-- Begin MATERIAL TO PROCESS --

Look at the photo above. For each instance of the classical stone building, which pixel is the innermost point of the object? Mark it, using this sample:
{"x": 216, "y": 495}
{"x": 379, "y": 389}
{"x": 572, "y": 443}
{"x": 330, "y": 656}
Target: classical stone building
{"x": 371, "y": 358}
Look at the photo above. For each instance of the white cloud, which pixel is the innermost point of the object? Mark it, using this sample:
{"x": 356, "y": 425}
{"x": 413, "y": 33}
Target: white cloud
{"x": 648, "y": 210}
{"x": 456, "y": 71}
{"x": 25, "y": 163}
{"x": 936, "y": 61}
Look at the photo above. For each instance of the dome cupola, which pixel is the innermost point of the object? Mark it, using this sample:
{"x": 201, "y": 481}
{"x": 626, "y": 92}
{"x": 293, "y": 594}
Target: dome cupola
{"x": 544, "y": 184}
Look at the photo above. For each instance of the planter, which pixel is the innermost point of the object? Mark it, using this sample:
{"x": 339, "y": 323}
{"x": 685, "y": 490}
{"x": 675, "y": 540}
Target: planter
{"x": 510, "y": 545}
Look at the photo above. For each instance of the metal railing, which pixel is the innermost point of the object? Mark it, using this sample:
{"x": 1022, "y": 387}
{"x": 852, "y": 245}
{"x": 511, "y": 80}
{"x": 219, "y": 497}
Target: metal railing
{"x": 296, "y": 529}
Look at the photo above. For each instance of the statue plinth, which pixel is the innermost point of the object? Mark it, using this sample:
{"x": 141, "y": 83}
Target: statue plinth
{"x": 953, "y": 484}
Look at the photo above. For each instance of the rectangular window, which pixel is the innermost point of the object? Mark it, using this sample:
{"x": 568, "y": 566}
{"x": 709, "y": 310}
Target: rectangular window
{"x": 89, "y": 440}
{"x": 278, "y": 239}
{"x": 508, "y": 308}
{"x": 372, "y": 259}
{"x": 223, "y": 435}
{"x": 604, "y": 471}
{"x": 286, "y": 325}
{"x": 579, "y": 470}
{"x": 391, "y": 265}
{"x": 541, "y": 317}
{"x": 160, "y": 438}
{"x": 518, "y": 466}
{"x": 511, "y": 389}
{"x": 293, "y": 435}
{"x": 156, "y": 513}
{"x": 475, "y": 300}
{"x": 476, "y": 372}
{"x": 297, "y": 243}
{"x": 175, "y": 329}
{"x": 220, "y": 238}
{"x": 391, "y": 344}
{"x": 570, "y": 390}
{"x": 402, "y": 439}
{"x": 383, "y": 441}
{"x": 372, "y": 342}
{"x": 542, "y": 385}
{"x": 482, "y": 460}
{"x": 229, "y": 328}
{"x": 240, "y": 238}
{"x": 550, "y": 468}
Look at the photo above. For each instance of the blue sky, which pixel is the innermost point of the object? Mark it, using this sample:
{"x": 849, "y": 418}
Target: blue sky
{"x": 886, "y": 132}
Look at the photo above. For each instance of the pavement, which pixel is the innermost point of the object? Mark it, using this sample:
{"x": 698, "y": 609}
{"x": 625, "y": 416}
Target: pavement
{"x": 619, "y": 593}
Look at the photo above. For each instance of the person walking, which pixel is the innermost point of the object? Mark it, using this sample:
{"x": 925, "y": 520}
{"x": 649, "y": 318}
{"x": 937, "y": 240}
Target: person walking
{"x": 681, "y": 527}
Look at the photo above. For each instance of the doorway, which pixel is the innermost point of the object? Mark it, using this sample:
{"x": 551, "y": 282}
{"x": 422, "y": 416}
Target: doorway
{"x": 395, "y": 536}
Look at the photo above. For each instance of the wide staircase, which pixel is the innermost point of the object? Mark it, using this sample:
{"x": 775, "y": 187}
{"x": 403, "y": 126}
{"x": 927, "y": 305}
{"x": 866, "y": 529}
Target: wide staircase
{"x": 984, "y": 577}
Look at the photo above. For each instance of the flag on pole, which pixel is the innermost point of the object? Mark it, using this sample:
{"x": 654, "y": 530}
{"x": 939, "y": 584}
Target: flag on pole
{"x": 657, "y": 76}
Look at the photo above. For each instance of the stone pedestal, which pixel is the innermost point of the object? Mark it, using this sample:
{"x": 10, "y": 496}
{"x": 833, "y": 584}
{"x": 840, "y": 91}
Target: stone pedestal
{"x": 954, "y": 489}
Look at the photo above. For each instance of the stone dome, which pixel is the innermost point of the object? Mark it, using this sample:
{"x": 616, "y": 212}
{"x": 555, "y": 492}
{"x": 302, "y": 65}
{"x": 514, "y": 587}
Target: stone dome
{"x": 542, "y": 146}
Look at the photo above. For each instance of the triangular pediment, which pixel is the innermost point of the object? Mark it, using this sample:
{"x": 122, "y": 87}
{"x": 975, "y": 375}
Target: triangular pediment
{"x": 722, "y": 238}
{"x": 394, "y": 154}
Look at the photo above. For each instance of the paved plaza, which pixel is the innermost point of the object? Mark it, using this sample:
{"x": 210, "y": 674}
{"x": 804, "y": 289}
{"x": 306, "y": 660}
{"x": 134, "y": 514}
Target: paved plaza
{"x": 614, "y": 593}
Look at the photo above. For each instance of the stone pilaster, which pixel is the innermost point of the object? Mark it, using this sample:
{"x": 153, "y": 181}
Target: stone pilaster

-- End MATERIAL TO PROCESS --

▸ **EXERCISE DETAILS**: Your task is to quote the listing above word for word.

▸ **PROBLEM SOLUTION**:
Look at the photo above. For each instance of the classical stone building, which pixel is the innermost point of the object? Mark it, using this sample:
{"x": 216, "y": 495}
{"x": 379, "y": 389}
{"x": 572, "y": 443}
{"x": 330, "y": 656}
Target: classical stone building
{"x": 371, "y": 358}
Look at the photo above. For each instance of the white cloud, which pixel is the innermost point of the object? Mark it, using this sample:
{"x": 356, "y": 425}
{"x": 413, "y": 33}
Target: white cloud
{"x": 648, "y": 210}
{"x": 456, "y": 71}
{"x": 25, "y": 163}
{"x": 936, "y": 61}
Look at the photo above. For each instance of the dome cupola, which pixel is the innermost point of the object? Mark it, using this sample:
{"x": 201, "y": 481}
{"x": 626, "y": 92}
{"x": 293, "y": 594}
Target: dome cupola
{"x": 544, "y": 184}
Look at the photo above. For each instance of the planter, which pixel is the innermost point of the object? Mark it, using this sample:
{"x": 339, "y": 323}
{"x": 685, "y": 490}
{"x": 675, "y": 540}
Target: planter
{"x": 510, "y": 545}
Look at the photo above. For each instance of the metal railing, which pixel is the innermost point of the object? Mark it, using this sample:
{"x": 1022, "y": 387}
{"x": 852, "y": 245}
{"x": 511, "y": 80}
{"x": 219, "y": 497}
Target: metal railing
{"x": 296, "y": 529}
Look at the photo above. For each instance of the statue plinth, which pixel is the innermost point of the object? Mark it, using this sample:
{"x": 141, "y": 83}
Target: statue plinth
{"x": 953, "y": 484}
Look at the photo above. For each instance of the rectangular window, which pixel is the innermost point of the object? Mark it, using this sample:
{"x": 568, "y": 566}
{"x": 709, "y": 310}
Target: rectangular window
{"x": 89, "y": 440}
{"x": 278, "y": 239}
{"x": 508, "y": 308}
{"x": 372, "y": 259}
{"x": 223, "y": 435}
{"x": 604, "y": 471}
{"x": 286, "y": 325}
{"x": 579, "y": 470}
{"x": 391, "y": 265}
{"x": 541, "y": 317}
{"x": 160, "y": 438}
{"x": 518, "y": 466}
{"x": 511, "y": 389}
{"x": 293, "y": 435}
{"x": 156, "y": 513}
{"x": 475, "y": 300}
{"x": 476, "y": 372}
{"x": 297, "y": 243}
{"x": 175, "y": 329}
{"x": 220, "y": 238}
{"x": 391, "y": 344}
{"x": 570, "y": 390}
{"x": 402, "y": 439}
{"x": 383, "y": 441}
{"x": 372, "y": 342}
{"x": 542, "y": 385}
{"x": 482, "y": 460}
{"x": 229, "y": 328}
{"x": 240, "y": 238}
{"x": 550, "y": 468}
Look at the photo above. For each instance of the blue sky, which pixel is the innermost point of the object? Mark it, using this sample:
{"x": 849, "y": 418}
Target: blue sky
{"x": 886, "y": 132}
Look at the photo above. For each instance of the pavement, which pixel is the innermost point of the object? Mark it, using this sample:
{"x": 698, "y": 609}
{"x": 625, "y": 416}
Target: pavement
{"x": 619, "y": 593}
Look at the photo above. For each instance of the person walking, which pixel is the innermost point of the object? Mark it, using this sample:
{"x": 925, "y": 520}
{"x": 649, "y": 318}
{"x": 937, "y": 240}
Target: person walking
{"x": 681, "y": 527}
Look at the photo above. For each instance of the doorway, which pixel is the innermost point of the object? Mark it, using this sample:
{"x": 551, "y": 282}
{"x": 422, "y": 416}
Target: doorway
{"x": 395, "y": 536}
Look at the photo above. For each instance of the wide staircase, which pixel is the innermost point of the object? Mark it, using this sample:
{"x": 775, "y": 187}
{"x": 403, "y": 126}
{"x": 927, "y": 305}
{"x": 866, "y": 529}
Target: wide staircase
{"x": 984, "y": 577}
Look at the photo above. For each instance of the flag on pole, which pixel is the innermost point of the object? Mark it, using this sample:
{"x": 654, "y": 530}
{"x": 939, "y": 584}
Target: flag on pole
{"x": 657, "y": 76}
Look at the photo above. For each instance of the stone pedestal, which pixel is the innermost point of the object? Mark it, using this sample:
{"x": 10, "y": 496}
{"x": 833, "y": 584}
{"x": 840, "y": 91}
Target: stone pedestal
{"x": 954, "y": 489}
Look at the photo above. For each instance of the stone dome, which pixel is the innermost point of the object? Mark it, using this sample:
{"x": 616, "y": 212}
{"x": 555, "y": 492}
{"x": 302, "y": 65}
{"x": 514, "y": 587}
Target: stone dome
{"x": 542, "y": 146}
Look at the photo above. For each instance of the triangular pediment, which pixel is the innermost point of the object? Mark it, using this sample:
{"x": 122, "y": 87}
{"x": 975, "y": 375}
Target: triangular pediment
{"x": 722, "y": 238}
{"x": 394, "y": 154}
Look at the photo above. For each instance of the paved plaza, which pixel is the innermost point of the object? Mark it, using this sample:
{"x": 210, "y": 674}
{"x": 804, "y": 289}
{"x": 306, "y": 660}
{"x": 134, "y": 514}
Target: paved plaza
{"x": 614, "y": 593}
Look at the photo above. For each instance of the stone pilaster, which pixel is the innermost point of the object? Mark it, using this sample:
{"x": 153, "y": 181}
Target: stone pilaster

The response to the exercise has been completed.